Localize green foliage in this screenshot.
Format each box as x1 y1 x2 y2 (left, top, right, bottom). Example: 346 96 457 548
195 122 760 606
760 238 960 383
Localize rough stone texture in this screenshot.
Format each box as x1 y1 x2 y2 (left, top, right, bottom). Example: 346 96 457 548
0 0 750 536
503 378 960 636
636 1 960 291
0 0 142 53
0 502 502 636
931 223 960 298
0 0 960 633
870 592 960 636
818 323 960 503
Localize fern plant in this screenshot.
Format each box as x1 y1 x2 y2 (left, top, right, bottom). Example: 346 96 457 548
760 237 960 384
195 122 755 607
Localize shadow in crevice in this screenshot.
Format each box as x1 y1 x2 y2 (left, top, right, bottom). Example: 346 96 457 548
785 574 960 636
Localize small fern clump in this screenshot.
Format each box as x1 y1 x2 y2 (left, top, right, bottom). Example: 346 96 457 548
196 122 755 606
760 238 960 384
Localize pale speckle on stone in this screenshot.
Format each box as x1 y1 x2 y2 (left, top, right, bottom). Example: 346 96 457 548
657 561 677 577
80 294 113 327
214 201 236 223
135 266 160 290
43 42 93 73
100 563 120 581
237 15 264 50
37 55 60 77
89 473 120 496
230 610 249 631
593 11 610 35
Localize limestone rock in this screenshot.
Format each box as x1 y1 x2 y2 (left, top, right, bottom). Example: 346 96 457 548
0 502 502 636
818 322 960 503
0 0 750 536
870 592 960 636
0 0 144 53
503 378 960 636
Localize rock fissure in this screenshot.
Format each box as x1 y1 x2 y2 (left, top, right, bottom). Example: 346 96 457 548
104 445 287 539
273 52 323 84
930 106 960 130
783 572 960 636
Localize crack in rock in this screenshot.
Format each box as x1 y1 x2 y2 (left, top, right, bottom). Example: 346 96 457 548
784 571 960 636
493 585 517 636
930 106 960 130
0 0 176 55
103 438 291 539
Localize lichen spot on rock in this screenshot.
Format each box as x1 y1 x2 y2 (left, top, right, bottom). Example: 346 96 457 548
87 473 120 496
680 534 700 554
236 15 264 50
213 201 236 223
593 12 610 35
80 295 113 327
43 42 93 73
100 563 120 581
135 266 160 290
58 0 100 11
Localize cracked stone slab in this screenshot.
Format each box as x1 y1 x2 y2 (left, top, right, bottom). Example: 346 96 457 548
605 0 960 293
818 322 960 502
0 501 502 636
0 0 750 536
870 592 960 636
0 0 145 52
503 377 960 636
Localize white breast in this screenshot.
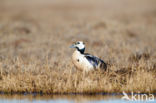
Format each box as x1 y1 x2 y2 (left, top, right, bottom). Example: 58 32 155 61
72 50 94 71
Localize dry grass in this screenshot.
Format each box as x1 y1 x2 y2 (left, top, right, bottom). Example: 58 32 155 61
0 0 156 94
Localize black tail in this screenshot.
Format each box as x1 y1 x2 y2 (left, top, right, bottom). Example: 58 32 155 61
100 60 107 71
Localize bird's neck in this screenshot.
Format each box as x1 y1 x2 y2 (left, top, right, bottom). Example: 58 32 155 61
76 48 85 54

--------------------------------------------------

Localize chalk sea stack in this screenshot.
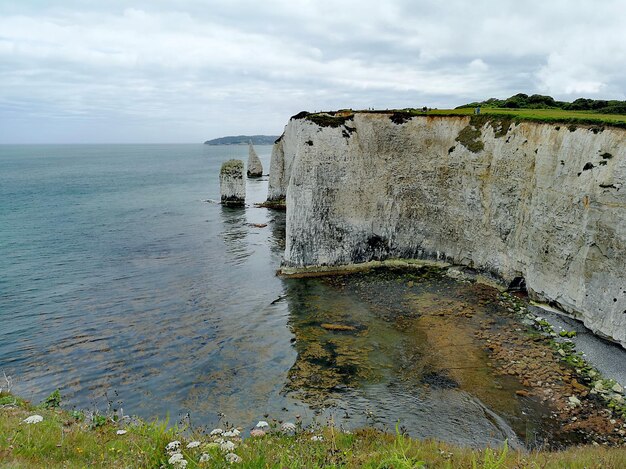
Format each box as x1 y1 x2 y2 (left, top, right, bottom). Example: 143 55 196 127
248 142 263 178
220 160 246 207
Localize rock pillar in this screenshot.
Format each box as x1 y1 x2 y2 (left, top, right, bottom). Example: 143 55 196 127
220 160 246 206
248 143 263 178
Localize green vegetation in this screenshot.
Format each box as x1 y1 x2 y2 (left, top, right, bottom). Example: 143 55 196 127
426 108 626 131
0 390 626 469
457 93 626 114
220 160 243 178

--------------------------------------------------

Rewrite the records from the line with "Localize limestone rock in this screenshot." up to and including the line with "103 438 291 539". Scale every box coordinate in the answers by 1.45, rounding to whole numbers with halves going up. Leave the requests and their format samples as they are, and output nothing beyond those lines.

--- REPLY TO THE TASK ---
Localize limestone rock in this screenshot.
Format each box as x1 y1 x2 y2 (left, top, right, bottom). Example: 346 96 457 548
0 728 728 922
1186 467 1392 729
0 0 1088 777
1262 858 1392 922
0 0 209 77
729 548 1392 922
Localize rock fissure in this screenshot.
Format each box as x1 y1 x2 y2 (left, top, right, bottom). Example: 346 96 457 548
151 645 416 782
396 75 468 122
1349 154 1392 189
1135 829 1392 922
Localize crack in rock in this screenshot.
Format each box as x1 y1 x2 y2 (left, top, right, bottom). Example: 346 96 457 548
1137 828 1392 922
715 848 750 922
1349 154 1392 189
0 0 255 80
149 635 422 782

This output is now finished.